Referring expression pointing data
"""

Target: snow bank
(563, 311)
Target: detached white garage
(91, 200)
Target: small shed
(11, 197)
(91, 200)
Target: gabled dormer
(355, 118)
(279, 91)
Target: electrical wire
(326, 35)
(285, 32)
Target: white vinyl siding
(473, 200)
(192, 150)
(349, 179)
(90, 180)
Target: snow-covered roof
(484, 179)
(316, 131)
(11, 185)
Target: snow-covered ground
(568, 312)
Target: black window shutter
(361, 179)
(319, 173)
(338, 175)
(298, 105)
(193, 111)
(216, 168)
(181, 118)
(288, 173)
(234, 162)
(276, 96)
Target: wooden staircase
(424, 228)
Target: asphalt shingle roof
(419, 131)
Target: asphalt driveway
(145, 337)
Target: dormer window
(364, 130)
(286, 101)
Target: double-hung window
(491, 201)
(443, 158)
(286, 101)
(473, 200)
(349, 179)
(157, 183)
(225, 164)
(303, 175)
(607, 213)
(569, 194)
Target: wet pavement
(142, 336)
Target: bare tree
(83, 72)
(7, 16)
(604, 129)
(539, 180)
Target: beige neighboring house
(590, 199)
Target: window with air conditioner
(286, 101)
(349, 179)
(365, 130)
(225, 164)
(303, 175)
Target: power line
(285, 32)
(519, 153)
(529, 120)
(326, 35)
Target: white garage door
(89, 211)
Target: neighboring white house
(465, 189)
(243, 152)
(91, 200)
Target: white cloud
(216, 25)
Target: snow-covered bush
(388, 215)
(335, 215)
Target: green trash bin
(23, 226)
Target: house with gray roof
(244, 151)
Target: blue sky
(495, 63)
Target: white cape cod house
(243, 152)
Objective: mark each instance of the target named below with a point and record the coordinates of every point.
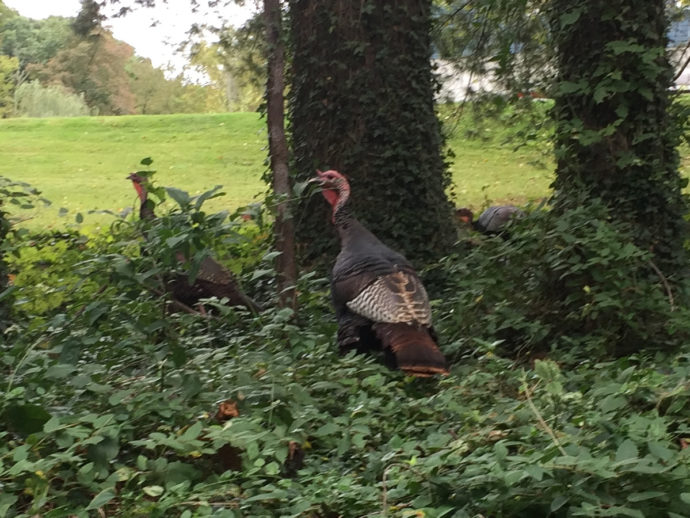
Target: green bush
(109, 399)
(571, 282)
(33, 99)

"""
"""

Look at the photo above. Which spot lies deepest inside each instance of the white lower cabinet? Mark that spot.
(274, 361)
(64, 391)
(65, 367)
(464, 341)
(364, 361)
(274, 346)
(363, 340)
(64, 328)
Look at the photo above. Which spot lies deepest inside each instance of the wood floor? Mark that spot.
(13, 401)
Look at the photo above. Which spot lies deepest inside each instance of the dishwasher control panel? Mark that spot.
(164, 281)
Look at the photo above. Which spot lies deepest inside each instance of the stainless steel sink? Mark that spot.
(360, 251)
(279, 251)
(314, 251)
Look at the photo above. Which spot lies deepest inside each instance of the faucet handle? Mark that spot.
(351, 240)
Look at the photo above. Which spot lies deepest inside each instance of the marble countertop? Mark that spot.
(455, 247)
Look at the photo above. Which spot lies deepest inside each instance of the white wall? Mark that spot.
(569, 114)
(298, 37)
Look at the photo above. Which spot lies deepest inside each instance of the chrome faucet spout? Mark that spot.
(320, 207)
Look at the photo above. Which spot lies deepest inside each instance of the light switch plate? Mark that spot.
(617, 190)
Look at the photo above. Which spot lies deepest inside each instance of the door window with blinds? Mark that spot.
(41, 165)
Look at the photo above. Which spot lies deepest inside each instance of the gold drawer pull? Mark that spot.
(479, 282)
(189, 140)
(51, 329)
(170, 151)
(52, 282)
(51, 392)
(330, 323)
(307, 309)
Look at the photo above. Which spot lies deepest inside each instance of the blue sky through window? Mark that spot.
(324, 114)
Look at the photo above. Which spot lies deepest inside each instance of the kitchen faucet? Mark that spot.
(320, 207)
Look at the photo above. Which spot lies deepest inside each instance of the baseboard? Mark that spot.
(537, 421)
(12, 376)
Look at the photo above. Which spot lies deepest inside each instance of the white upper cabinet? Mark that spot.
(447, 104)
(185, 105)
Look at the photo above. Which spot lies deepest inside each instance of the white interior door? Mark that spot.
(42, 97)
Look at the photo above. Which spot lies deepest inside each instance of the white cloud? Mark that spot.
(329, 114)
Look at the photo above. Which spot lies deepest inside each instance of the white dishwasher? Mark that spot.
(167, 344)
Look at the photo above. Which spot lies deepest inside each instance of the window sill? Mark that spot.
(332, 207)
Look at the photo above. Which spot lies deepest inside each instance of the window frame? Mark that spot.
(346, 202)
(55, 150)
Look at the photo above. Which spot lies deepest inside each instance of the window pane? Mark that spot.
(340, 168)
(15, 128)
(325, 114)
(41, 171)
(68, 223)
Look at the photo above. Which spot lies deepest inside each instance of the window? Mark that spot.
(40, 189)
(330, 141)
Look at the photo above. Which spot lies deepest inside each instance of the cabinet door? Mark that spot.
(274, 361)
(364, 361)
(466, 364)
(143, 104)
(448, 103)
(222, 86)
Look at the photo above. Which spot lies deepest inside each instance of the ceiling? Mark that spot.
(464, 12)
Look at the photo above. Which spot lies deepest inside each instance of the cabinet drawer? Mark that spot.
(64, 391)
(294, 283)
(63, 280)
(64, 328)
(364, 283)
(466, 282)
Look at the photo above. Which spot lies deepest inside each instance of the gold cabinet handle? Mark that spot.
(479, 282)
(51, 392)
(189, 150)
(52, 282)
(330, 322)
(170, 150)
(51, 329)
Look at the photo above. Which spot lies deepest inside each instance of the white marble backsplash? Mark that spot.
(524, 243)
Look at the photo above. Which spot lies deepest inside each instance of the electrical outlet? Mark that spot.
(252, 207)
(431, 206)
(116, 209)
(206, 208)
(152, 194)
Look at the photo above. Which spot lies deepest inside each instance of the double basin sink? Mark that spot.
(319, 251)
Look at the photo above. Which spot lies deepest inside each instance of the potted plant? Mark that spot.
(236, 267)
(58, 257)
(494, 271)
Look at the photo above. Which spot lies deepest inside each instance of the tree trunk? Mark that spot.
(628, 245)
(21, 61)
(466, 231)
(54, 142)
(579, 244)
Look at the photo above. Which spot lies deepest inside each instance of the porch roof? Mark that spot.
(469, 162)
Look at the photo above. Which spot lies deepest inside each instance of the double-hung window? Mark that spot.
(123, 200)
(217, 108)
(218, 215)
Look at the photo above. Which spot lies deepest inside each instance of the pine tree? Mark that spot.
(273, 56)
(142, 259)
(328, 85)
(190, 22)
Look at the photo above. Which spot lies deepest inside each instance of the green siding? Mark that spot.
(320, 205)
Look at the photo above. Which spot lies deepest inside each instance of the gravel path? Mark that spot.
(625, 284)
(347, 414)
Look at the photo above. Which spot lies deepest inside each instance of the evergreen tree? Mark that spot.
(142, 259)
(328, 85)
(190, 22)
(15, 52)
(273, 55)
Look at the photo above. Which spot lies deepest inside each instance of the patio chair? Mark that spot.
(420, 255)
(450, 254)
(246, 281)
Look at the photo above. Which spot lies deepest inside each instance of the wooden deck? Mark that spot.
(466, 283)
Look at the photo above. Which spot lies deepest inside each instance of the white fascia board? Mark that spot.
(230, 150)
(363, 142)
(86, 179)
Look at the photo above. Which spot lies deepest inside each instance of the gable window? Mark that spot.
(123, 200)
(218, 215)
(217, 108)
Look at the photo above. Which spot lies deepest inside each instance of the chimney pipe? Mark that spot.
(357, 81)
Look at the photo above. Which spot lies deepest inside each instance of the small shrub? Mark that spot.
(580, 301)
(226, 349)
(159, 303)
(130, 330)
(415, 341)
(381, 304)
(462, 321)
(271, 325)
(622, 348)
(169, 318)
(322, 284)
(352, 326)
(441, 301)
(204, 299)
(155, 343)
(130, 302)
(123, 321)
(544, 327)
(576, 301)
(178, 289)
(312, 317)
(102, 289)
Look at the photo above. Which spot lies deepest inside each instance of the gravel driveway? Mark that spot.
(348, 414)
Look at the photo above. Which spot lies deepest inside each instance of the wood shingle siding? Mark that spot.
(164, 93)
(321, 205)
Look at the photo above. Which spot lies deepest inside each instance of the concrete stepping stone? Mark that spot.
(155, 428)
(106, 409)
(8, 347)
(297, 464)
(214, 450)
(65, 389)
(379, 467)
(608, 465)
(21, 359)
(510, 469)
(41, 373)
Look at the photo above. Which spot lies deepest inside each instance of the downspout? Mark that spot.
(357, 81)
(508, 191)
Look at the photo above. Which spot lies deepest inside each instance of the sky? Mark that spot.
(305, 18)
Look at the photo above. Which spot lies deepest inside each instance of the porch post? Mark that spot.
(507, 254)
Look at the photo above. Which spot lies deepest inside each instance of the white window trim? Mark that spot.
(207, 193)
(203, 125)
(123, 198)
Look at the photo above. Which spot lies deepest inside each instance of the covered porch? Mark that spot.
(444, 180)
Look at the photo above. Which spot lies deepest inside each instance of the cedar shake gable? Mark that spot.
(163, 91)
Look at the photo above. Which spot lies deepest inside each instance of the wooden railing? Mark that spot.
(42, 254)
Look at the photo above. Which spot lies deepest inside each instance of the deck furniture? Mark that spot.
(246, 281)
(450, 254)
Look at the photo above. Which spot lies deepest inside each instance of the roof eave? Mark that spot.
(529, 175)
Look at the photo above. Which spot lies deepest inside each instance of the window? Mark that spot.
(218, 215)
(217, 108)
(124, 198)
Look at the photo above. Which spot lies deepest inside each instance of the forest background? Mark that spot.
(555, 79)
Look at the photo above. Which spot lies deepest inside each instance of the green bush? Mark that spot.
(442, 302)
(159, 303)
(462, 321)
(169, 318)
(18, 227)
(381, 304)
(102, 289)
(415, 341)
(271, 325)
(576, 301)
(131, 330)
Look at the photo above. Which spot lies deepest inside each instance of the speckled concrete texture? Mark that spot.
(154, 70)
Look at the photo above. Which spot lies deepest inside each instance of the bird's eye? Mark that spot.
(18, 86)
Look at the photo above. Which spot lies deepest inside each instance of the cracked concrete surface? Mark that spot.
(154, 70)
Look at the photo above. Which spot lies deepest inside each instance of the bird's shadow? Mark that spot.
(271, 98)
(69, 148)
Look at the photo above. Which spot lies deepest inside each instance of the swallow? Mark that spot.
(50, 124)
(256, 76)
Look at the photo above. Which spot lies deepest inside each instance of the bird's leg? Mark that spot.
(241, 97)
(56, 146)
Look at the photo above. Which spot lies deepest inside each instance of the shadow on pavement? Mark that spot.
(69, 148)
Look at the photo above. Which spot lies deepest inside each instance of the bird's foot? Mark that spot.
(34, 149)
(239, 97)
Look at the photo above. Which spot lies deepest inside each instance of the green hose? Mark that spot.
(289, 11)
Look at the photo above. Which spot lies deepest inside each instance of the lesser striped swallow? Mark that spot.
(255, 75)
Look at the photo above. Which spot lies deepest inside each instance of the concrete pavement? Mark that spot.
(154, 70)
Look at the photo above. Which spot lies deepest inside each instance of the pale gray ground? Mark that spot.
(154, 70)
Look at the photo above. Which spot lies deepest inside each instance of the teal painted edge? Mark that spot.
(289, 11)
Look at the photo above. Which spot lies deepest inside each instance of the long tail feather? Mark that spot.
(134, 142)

"""
"""

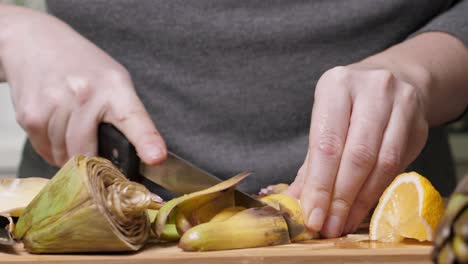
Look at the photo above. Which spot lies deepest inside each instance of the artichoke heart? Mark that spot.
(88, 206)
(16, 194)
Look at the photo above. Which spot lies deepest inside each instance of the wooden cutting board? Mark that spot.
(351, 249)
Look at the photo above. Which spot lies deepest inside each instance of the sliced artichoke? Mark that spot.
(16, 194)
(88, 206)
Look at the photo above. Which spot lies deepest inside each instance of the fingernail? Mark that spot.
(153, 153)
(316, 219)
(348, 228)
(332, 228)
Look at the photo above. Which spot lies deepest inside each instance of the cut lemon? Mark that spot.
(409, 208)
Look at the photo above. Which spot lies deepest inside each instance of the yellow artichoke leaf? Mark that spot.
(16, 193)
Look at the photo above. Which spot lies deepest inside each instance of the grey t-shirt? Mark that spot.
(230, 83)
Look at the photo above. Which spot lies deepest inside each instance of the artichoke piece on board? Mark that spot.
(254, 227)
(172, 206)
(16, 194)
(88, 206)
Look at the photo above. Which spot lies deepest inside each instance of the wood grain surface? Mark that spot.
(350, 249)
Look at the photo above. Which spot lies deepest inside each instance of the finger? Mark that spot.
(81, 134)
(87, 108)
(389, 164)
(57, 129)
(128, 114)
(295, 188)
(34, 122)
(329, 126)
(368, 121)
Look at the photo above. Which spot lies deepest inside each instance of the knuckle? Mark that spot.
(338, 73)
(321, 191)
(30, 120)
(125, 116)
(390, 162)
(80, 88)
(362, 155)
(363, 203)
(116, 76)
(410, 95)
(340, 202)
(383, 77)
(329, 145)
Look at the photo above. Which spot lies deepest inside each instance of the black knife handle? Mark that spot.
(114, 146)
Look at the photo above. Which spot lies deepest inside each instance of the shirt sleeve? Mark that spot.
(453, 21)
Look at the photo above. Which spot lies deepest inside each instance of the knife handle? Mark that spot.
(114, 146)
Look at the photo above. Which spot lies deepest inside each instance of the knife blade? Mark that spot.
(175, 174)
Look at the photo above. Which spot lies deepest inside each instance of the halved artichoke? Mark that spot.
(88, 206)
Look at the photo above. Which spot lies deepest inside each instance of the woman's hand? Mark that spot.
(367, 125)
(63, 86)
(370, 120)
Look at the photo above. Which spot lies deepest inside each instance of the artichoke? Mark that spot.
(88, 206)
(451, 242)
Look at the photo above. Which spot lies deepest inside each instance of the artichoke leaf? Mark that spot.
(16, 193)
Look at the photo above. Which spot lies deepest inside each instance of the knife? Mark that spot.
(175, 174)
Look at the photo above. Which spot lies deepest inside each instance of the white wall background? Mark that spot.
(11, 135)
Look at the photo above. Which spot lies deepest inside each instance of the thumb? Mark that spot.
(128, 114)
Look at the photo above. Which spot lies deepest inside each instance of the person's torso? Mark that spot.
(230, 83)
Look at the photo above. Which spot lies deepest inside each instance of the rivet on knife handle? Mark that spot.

"""

> **PROMPT**
Starting at the line that contains "knife? Mark that spot." and stopping after the line that contains "on knife handle? Mark that spot.", write out every line exactly as it appears above, and no other line.

> **ANSWER TO THE EXERCISE**
Look at the photo above. Which spot lies deepest inside each instance of the knife? Mark that spot.
(175, 174)
Look at the photo above. Which spot lies deepest inside each instance of the white wall background? Mark that spot.
(11, 135)
Look at the photo above. Which spot lies deepest inside each instance of the thumb? Mark that spot.
(128, 114)
Look at the photo above. Which spot lies deepest inside each instance of the person's torso? Mark that spot.
(230, 83)
Look at the photo above. Which spot lies deepest inside each instance of the rivet on knife handle? Mark that spot.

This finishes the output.